▼▼▼

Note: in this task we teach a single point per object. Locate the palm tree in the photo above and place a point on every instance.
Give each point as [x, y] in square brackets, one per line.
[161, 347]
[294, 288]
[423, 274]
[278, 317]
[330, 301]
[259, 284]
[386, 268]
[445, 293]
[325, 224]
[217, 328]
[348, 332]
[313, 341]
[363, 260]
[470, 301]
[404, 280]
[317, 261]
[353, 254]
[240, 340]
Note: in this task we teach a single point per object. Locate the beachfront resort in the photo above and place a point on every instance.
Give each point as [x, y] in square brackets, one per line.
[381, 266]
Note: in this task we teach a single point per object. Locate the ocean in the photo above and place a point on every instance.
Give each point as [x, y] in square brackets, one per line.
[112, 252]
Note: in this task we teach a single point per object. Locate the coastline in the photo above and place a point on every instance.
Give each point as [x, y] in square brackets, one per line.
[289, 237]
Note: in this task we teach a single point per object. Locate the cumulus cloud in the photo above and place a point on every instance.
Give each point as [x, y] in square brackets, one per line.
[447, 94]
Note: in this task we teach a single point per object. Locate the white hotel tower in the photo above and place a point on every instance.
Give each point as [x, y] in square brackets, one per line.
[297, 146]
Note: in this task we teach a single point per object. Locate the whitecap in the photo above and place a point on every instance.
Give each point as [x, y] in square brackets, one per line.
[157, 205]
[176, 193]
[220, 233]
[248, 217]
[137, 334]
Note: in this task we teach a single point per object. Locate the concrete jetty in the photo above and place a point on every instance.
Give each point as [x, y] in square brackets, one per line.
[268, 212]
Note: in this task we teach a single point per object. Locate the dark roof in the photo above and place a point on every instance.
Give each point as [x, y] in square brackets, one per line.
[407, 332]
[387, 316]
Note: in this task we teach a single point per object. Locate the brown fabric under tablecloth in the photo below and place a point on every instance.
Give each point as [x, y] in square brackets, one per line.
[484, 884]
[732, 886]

▲▲▲

Aim of the task » Can you lay out everything from the line containing "Locate the concrete" down through the end of the records as a numbered list, leaving out blank lines?

Full solution »
1. Note: in this task we teach a single point per object. Locate the concrete jetty in the photo above and place a point on every instance.
2. Give each point as [x, y] in square brackets, one per line.
3. [268, 212]
4. Note: in this task we teach a single point per object. Locate the dark roof in the photo above and place a point on every instance.
5. Give each point as [x, y] in square brackets, one per line.
6. [407, 332]
7. [387, 316]
8. Note: in this task we teach a single point per object. Locate the brown fabric under tablecloth in the photo below and place a point on every instance.
9. Give each point as [x, y] in square brackets, one per line.
10. [484, 884]
11. [732, 886]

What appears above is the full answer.